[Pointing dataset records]
'''

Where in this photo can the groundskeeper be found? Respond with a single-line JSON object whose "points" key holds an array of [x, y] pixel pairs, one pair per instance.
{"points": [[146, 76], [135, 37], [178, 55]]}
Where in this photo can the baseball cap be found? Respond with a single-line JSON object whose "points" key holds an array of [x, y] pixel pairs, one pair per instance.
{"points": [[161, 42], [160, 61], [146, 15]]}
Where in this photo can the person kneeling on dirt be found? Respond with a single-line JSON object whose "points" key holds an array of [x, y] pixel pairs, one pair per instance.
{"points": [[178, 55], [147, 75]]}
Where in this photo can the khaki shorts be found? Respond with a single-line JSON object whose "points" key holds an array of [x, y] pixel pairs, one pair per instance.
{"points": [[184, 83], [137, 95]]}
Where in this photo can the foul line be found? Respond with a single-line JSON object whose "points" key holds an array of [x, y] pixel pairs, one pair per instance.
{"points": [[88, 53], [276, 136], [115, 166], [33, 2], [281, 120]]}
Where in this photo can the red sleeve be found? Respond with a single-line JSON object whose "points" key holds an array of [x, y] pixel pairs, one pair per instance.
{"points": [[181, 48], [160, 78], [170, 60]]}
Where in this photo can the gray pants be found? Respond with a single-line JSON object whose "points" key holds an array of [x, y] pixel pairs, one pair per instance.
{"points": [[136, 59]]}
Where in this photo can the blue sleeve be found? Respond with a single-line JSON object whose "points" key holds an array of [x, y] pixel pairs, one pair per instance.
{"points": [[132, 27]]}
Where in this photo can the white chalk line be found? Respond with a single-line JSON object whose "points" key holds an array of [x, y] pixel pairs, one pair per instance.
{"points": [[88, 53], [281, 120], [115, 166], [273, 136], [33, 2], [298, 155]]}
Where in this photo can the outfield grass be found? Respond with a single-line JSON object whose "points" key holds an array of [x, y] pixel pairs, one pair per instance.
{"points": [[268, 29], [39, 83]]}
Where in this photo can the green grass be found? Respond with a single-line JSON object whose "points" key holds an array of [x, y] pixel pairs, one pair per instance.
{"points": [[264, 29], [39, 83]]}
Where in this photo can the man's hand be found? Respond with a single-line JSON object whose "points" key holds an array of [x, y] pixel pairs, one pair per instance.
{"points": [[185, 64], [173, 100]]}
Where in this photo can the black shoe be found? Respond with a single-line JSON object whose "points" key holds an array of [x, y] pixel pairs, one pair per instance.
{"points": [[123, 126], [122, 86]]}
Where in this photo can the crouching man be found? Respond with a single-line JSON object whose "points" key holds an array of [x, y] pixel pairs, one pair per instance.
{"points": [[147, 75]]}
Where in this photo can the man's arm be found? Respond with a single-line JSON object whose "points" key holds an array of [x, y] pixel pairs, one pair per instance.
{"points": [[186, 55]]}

'''

Work to do: All of the entries above need to be reproduced exactly.

Correct output:
Where in this photo can the groundskeeper be found? Respond with a single-line JSON object whose "points" key holds an array of [x, y] pixel pairs, one pair per instance.
{"points": [[146, 76], [135, 37], [178, 55]]}
Where in this photo can the baseball cap be found? Respond with a single-line JSON object whose "points" key holds an array of [x, y] pixel pairs, one pair per instance.
{"points": [[161, 42], [160, 61], [146, 15]]}
Where in this photo can the person kneeling on dirt be found? Respond with a single-line JSON object whose "points" key holds an array of [x, y] pixel pairs, one pair per instance.
{"points": [[178, 55], [147, 75]]}
Where in this photo can the khaki shorts be found? Respond with a single-line JSON object whose "points" key holds an array of [x, y] pixel pairs, one pair per instance.
{"points": [[184, 83], [137, 95]]}
Where in this photo can the foul line be found? Respond with a single-line JSON object whose "points" key holds an array of [x, y] pixel pairs, one pair per instance.
{"points": [[88, 53], [276, 136], [115, 166], [33, 2], [281, 120]]}
Where in this photo can the red sleeve be found? Respond with a single-line JSON object whose "points" key holds an array of [x, y] pixel pairs, one pair per instance.
{"points": [[181, 48], [160, 78], [170, 60]]}
Where in this photo can the gray pants be found? Respond with a single-line JSON object whose "points" key holds an array of [x, y] pixel pairs, one pair per instance.
{"points": [[136, 59]]}
Where in this photo can the blue sleeve be found? Respond with a single-line JSON object whose "points" key holds an array of [x, y] pixel pairs, one pair per instance.
{"points": [[132, 27]]}
Where in this photo can the white chalk line be found? Respond with a single-line JSON object whose "points" key holds an array of [x, y] pixel pairs, one pair per instance.
{"points": [[88, 53], [281, 120], [115, 166], [273, 136], [33, 2], [298, 155]]}
Where in this photo can the outfield grass be found? Respond with a single-line JSON object whose "points" key holds an array of [x, y] pixel pairs, one pair per instance.
{"points": [[268, 29], [39, 83]]}
Where in this photo can the green grass be found? Respond with a single-line JSON object whose "points" key holds an array of [x, y] pixel pairs, one pair per instance.
{"points": [[264, 29], [39, 83]]}
Where in this photo can the man's hand be found? Respond with a single-line JSON object whose "points" key holds an array of [x, y] pixel pairs, one pair per instance.
{"points": [[185, 64], [173, 100]]}
Where in this photo can the black shoe be found? Respond with a single-line JSON object whose "points" key holds an array of [x, y] pixel pairs, one pair per instance.
{"points": [[123, 126], [122, 86]]}
Where in this photo can the crouching man be found? Respond with a single-line JSON object whose "points" key holds an array of [x, y] pixel pairs, one pair per instance.
{"points": [[147, 75]]}
Where in this photo can the man's arm be found? Respond with a single-line JSON object whose "points" key holds an array of [x, y] pixel pairs, one pair per instance.
{"points": [[186, 55]]}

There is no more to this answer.